[Location identification entries]

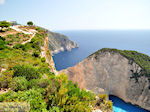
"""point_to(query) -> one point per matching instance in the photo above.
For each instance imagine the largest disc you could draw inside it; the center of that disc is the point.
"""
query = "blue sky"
(79, 14)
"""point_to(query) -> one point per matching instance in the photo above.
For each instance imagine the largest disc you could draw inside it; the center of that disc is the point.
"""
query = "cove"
(90, 41)
(121, 106)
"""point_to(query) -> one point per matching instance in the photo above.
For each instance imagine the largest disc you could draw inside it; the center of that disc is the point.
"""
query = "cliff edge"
(125, 74)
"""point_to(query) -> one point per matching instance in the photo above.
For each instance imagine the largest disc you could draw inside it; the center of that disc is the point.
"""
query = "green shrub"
(19, 84)
(27, 71)
(36, 54)
(39, 83)
(19, 46)
(43, 59)
(2, 43)
(30, 23)
(5, 79)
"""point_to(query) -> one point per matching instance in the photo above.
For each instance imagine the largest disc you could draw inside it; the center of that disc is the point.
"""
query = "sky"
(79, 14)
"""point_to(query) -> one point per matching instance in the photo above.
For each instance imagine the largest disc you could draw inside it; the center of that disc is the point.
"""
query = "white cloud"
(2, 2)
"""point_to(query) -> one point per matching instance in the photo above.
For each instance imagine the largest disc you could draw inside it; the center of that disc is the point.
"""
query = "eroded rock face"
(113, 73)
(59, 42)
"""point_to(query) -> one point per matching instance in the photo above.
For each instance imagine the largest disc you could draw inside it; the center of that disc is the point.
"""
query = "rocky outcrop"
(113, 72)
(59, 42)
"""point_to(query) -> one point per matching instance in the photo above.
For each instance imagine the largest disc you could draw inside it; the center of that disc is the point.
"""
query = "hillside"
(122, 73)
(28, 79)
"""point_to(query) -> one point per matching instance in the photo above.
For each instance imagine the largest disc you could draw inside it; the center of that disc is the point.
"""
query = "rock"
(112, 72)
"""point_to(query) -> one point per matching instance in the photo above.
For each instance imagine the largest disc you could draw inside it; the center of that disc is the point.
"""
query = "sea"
(89, 41)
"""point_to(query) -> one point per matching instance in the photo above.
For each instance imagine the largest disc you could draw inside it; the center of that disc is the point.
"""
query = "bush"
(36, 54)
(30, 23)
(19, 84)
(18, 46)
(5, 79)
(43, 59)
(4, 24)
(27, 71)
(2, 43)
(39, 83)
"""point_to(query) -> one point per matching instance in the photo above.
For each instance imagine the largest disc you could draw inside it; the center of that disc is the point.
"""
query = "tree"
(4, 24)
(30, 23)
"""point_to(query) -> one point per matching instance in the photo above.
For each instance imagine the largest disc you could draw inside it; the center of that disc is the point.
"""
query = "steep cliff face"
(116, 74)
(59, 42)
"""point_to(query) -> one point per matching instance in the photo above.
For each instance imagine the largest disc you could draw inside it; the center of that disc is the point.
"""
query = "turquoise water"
(121, 106)
(91, 41)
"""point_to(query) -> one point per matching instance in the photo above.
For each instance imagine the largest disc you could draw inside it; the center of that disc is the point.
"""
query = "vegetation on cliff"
(28, 78)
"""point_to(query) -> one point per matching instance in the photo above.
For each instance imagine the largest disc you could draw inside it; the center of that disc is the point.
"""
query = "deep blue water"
(93, 40)
(120, 106)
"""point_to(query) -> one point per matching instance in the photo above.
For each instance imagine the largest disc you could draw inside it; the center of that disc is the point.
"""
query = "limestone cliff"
(117, 73)
(59, 42)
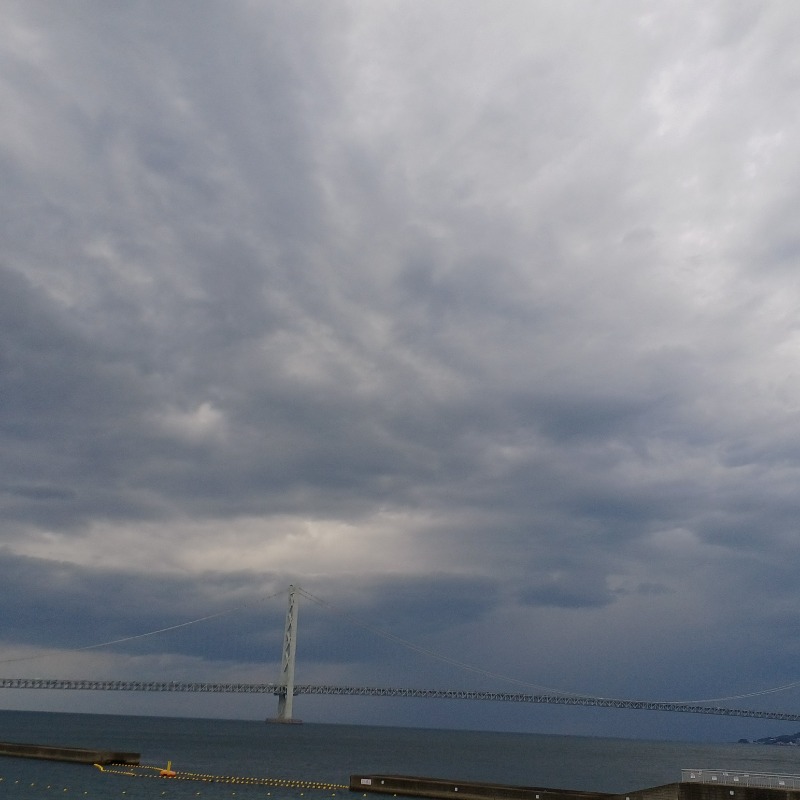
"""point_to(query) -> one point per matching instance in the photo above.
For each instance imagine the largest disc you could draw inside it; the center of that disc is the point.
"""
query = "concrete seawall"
(78, 755)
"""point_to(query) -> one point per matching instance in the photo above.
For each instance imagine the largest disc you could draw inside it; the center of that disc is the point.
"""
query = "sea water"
(329, 754)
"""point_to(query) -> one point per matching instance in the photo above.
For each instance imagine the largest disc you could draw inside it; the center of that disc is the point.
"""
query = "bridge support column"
(286, 681)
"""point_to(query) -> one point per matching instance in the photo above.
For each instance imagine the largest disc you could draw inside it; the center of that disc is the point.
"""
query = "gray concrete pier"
(78, 755)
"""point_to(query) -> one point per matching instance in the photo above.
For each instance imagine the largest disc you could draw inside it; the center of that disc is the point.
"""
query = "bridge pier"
(286, 682)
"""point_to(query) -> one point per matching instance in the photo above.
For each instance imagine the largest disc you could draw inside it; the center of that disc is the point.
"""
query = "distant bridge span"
(369, 691)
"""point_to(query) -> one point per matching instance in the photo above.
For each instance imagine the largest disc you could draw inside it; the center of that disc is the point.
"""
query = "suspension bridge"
(286, 689)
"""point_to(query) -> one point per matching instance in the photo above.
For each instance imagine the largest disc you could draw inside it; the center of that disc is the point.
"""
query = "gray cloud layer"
(481, 323)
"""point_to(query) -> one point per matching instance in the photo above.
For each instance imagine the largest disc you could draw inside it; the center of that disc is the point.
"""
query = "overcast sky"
(479, 321)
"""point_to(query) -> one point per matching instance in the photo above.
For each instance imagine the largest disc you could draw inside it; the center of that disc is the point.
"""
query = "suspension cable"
(98, 645)
(487, 673)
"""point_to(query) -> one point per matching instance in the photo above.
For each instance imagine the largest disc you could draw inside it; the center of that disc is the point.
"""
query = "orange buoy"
(168, 772)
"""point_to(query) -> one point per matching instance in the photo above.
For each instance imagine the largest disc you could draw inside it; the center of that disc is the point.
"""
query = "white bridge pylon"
(286, 681)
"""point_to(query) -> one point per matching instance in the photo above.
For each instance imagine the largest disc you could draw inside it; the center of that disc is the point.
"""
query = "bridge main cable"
(371, 691)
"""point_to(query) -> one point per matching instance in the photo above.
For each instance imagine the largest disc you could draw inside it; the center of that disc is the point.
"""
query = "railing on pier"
(763, 780)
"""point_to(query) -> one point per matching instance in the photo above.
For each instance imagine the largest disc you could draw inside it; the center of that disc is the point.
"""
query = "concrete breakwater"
(79, 755)
(440, 789)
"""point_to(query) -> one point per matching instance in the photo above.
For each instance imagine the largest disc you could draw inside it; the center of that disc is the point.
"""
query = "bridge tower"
(286, 681)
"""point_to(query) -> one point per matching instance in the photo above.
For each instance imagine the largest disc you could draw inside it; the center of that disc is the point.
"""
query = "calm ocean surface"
(331, 753)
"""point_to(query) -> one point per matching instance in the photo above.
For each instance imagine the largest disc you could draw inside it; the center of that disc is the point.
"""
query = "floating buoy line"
(168, 773)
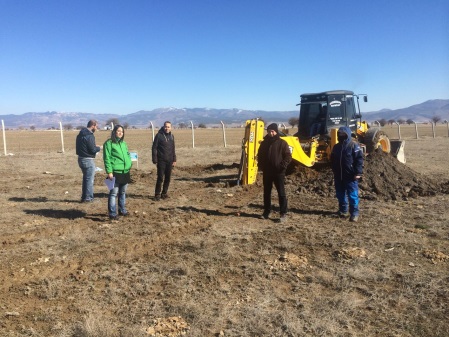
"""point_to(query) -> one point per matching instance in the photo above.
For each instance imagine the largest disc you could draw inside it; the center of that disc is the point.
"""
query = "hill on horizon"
(210, 117)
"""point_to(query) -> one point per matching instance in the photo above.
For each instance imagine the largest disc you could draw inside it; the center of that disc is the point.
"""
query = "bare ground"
(202, 263)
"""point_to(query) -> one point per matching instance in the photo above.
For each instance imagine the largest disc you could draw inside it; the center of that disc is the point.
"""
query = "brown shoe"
(354, 218)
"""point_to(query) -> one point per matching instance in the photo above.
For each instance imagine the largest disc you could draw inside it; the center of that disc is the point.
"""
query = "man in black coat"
(164, 156)
(86, 149)
(273, 158)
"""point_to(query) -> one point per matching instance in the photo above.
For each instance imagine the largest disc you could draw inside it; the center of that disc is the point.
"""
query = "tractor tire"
(377, 139)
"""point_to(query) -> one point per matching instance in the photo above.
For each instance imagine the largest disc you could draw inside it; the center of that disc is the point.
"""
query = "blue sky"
(124, 56)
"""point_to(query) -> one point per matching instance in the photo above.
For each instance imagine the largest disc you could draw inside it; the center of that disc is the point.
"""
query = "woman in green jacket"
(117, 163)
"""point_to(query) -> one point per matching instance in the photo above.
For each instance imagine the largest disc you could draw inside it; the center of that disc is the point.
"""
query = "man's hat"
(273, 126)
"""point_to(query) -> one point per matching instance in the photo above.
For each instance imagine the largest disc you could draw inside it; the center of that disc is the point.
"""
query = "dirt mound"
(384, 178)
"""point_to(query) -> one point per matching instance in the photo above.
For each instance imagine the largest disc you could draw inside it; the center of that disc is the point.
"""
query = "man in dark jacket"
(164, 156)
(273, 158)
(86, 149)
(347, 165)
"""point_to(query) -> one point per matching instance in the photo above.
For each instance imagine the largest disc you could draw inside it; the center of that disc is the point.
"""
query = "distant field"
(140, 139)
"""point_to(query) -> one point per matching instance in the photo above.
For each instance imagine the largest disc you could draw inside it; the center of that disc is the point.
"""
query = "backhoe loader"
(320, 116)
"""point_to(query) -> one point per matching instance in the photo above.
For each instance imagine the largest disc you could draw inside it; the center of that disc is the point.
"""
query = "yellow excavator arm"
(254, 134)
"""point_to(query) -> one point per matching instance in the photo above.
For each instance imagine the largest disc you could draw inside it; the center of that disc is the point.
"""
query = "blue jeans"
(120, 190)
(87, 165)
(279, 182)
(164, 169)
(347, 190)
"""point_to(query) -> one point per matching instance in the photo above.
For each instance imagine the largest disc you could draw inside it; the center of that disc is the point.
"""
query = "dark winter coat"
(347, 158)
(163, 147)
(85, 144)
(274, 155)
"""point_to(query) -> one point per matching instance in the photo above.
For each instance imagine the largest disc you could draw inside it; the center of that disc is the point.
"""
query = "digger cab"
(323, 111)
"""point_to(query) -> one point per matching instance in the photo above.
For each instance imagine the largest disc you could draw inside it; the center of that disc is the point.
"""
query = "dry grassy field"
(202, 263)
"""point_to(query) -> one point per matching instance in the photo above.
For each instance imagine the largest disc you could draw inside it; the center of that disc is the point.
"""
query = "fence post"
(152, 129)
(224, 133)
(399, 129)
(4, 136)
(193, 135)
(62, 137)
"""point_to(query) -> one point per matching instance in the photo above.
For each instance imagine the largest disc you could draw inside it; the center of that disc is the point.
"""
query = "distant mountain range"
(423, 112)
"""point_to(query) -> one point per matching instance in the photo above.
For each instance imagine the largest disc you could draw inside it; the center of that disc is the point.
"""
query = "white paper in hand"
(110, 183)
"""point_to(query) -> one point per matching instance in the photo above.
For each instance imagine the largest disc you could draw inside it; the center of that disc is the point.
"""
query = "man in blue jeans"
(86, 149)
(347, 165)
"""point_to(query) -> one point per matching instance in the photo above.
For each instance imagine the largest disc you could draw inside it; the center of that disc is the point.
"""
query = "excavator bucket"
(397, 149)
(254, 133)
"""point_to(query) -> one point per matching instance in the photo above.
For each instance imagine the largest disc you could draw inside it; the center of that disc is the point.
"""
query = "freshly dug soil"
(384, 178)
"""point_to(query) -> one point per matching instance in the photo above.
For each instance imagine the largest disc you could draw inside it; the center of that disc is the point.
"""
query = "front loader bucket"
(397, 149)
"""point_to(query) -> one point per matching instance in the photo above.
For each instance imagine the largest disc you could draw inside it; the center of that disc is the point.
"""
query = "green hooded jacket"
(116, 157)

§ **WHAT IS ASKED**
Show each line in the entries above that contains the word "cloud". Case counts.

§ **OUTPUT OF THE TASK**
query = "white cloud"
query = "gray cloud layer"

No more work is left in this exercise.